Exercise details: Take the line that has "Phrase: grass verge" in it and every line after it to the end of the entries, and reproduce them exactly.

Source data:

▬▬▬▬▬▬

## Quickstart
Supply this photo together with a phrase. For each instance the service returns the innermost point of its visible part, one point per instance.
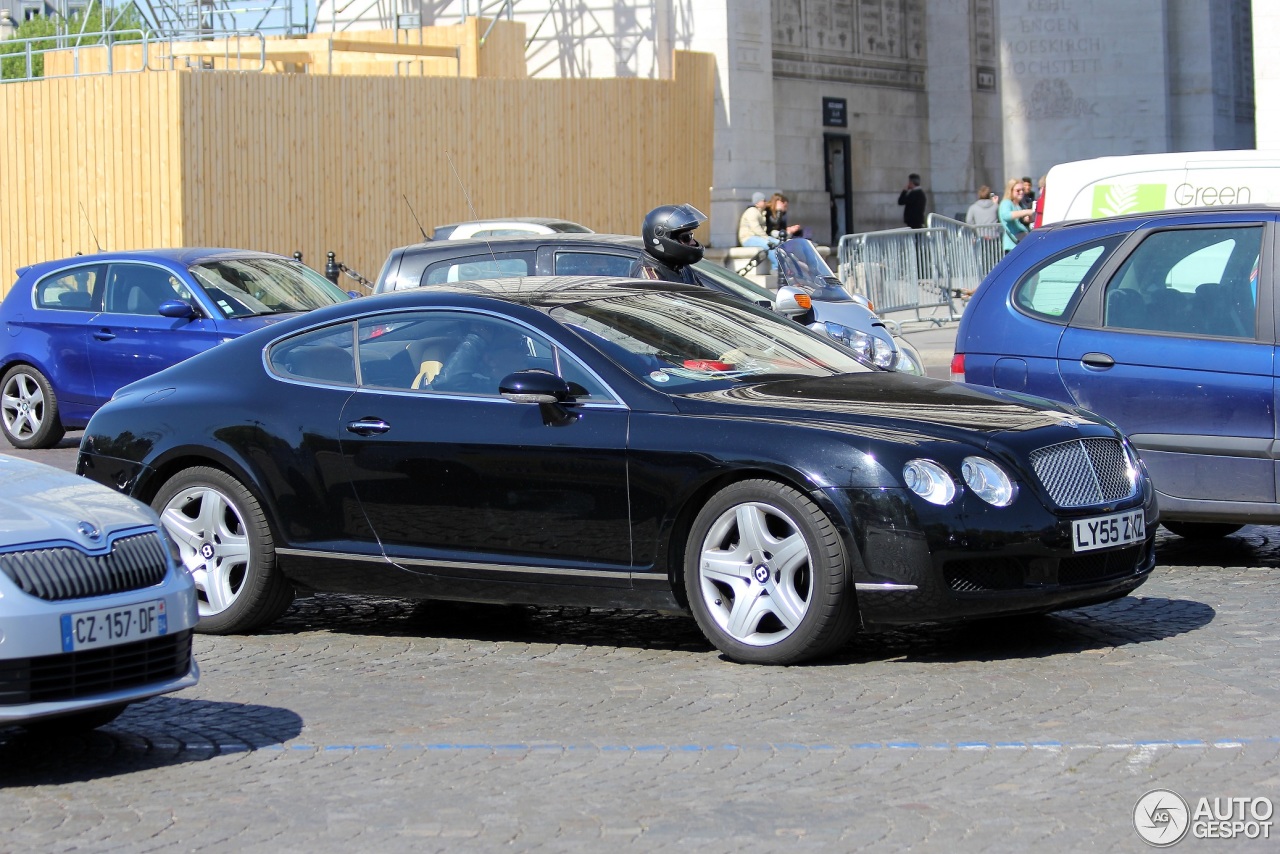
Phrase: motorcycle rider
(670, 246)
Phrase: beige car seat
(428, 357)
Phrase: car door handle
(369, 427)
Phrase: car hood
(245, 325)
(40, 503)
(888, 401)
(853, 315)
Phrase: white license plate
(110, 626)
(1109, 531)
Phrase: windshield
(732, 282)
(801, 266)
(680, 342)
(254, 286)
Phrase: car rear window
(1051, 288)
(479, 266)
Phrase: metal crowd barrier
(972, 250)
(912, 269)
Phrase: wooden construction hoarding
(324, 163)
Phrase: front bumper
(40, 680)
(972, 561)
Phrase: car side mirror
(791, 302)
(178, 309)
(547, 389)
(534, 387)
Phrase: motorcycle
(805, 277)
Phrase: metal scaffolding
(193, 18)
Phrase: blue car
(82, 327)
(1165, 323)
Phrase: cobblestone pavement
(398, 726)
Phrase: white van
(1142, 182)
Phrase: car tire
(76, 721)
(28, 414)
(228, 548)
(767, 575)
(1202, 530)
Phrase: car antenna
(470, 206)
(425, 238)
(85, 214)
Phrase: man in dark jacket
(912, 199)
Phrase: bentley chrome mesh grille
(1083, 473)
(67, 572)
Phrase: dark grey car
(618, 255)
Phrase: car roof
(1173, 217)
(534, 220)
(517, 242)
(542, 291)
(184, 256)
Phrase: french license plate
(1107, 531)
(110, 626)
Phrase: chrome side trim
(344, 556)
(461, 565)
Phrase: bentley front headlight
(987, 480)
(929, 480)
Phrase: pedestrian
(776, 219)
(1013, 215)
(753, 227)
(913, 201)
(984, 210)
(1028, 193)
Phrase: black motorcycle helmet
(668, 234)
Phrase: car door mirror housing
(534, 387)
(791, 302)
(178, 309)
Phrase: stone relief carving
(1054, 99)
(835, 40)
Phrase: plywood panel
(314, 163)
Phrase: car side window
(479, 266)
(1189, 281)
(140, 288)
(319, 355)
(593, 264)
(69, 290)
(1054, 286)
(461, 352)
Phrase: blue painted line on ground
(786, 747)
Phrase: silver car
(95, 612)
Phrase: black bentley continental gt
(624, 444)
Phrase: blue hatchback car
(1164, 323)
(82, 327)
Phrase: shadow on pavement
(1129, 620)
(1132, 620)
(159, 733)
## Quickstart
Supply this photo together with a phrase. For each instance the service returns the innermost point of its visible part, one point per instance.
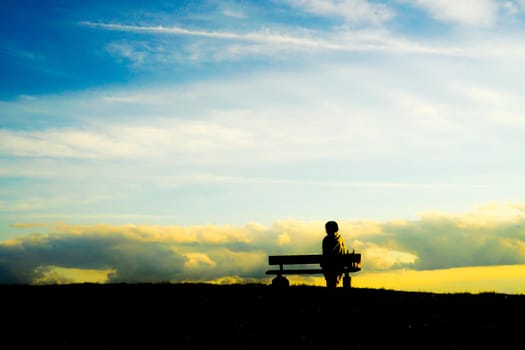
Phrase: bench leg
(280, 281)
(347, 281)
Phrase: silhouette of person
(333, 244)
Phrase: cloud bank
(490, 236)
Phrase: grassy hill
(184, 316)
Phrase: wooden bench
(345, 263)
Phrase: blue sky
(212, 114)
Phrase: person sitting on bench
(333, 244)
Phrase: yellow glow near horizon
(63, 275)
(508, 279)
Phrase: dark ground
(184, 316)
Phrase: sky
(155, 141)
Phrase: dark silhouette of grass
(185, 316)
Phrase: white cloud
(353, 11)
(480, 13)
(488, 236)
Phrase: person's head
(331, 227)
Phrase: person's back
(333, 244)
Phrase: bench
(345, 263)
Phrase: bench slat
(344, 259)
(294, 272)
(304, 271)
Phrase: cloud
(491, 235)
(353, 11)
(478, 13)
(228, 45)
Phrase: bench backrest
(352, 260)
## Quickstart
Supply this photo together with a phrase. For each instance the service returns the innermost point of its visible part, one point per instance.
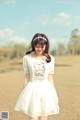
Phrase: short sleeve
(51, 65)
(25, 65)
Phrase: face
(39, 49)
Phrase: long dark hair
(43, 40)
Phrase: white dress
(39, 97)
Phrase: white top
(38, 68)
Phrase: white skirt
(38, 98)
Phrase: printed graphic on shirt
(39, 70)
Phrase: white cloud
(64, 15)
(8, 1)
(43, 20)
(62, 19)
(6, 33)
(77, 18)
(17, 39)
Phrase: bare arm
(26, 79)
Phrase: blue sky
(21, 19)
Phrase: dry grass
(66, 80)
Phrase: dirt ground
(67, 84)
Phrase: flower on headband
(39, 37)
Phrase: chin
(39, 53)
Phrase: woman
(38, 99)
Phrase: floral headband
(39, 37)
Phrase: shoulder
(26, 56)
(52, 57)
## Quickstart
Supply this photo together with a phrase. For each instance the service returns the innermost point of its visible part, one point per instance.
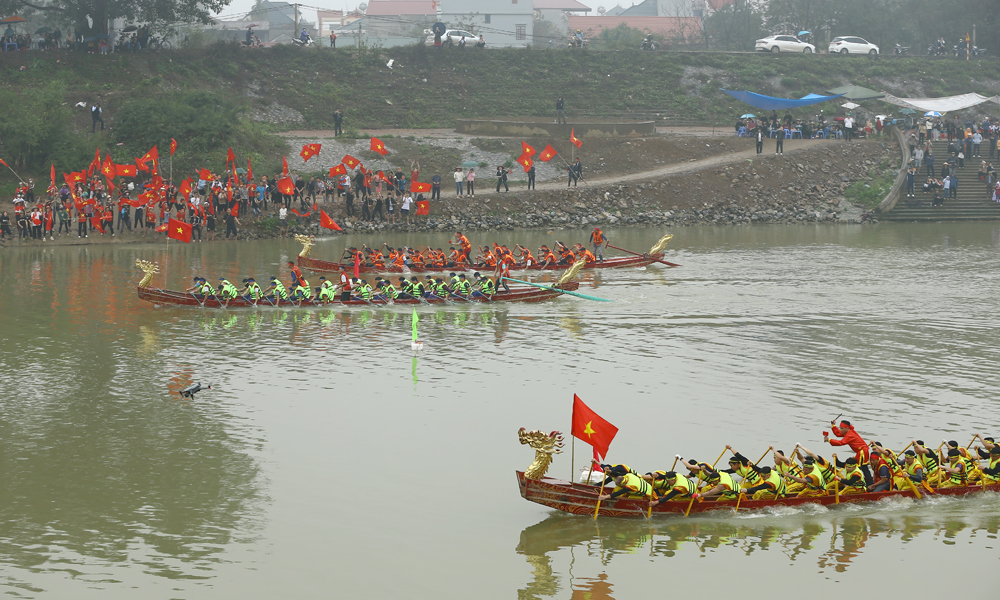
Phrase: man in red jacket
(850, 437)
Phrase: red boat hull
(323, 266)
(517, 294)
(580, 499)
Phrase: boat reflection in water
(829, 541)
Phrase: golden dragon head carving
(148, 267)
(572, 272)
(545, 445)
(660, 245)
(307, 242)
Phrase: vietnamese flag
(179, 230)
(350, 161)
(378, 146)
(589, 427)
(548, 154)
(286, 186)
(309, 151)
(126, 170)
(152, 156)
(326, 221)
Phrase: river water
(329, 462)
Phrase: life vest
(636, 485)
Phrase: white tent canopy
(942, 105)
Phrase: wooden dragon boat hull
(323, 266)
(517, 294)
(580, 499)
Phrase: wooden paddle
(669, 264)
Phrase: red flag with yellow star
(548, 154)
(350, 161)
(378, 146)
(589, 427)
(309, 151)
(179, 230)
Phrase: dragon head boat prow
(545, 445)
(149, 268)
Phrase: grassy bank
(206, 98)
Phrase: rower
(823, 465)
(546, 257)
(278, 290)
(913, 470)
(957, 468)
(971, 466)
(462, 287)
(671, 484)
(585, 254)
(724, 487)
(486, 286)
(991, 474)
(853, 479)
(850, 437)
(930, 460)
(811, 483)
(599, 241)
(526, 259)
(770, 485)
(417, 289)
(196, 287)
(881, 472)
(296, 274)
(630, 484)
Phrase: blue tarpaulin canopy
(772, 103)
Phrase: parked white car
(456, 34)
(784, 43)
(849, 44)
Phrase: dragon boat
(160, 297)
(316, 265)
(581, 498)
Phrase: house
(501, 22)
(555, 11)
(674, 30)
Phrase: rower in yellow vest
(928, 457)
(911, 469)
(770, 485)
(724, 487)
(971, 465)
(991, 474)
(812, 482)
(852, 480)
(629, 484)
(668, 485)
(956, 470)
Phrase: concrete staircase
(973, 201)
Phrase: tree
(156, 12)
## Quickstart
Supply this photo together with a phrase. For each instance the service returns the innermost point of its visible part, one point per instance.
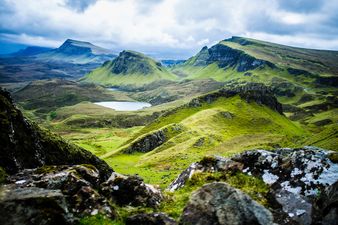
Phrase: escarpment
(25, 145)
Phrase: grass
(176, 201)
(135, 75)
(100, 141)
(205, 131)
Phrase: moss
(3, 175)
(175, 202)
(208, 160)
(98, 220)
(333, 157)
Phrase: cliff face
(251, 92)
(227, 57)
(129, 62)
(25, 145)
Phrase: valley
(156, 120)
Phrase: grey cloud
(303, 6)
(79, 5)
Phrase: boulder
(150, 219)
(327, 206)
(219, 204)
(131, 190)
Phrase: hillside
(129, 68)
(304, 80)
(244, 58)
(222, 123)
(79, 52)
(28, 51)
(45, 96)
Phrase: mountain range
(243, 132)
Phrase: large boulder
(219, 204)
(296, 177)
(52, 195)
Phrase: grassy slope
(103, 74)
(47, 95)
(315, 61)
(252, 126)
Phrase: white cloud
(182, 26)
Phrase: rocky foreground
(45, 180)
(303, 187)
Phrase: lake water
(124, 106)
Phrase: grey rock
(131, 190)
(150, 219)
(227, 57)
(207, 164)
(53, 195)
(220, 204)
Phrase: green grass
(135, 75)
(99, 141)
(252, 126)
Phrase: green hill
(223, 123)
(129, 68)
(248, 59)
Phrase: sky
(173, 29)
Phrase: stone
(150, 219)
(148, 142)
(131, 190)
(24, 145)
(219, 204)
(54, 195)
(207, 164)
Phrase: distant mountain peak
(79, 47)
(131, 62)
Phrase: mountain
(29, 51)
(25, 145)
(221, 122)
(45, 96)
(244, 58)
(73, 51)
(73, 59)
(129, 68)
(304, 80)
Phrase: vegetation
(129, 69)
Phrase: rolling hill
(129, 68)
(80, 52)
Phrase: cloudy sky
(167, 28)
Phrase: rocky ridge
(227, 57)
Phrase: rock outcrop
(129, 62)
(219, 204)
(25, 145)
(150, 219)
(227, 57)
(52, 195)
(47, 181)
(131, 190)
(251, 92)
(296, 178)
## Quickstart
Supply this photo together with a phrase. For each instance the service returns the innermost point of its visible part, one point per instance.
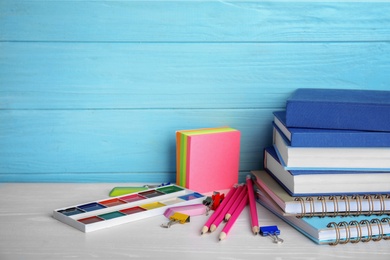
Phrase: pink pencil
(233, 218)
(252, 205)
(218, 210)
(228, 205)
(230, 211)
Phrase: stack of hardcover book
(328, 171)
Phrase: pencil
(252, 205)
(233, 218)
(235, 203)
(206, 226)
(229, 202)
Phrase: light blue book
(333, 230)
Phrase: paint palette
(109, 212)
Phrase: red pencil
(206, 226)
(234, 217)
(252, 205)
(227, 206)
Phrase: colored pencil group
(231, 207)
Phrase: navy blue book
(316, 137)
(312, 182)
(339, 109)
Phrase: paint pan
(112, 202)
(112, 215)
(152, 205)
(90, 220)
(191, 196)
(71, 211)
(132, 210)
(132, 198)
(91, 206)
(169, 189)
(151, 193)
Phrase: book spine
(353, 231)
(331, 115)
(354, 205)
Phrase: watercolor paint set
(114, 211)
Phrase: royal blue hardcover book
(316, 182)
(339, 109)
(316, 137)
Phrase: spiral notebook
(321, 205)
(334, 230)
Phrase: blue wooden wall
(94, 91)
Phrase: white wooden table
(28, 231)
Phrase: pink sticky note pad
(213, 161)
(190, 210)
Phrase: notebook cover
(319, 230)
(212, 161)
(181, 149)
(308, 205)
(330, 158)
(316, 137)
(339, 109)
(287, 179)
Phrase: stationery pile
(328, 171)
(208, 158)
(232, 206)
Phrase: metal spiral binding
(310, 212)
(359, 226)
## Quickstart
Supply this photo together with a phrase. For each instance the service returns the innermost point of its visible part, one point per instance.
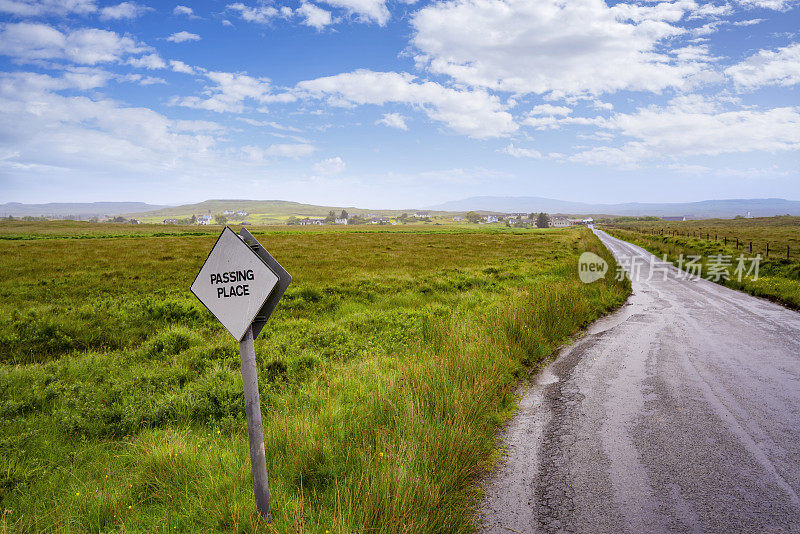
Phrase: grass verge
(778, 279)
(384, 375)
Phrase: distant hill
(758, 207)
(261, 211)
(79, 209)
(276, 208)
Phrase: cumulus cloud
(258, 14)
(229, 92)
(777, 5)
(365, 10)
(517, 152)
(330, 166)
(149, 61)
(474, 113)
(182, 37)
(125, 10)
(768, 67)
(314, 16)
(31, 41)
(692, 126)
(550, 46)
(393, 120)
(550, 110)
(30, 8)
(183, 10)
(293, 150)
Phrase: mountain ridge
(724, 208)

▬▬▬▬▬▬

Problem solution:
Phrase: grass verge
(778, 279)
(384, 375)
Phrase: distant hill
(758, 207)
(261, 211)
(79, 209)
(276, 208)
Phrase: cumulus cloud
(258, 14)
(229, 92)
(777, 5)
(365, 10)
(517, 152)
(330, 166)
(149, 61)
(474, 113)
(182, 37)
(125, 10)
(768, 67)
(314, 16)
(31, 41)
(692, 126)
(550, 46)
(393, 120)
(550, 110)
(30, 8)
(183, 10)
(293, 150)
Phrase: mountain ridge
(724, 208)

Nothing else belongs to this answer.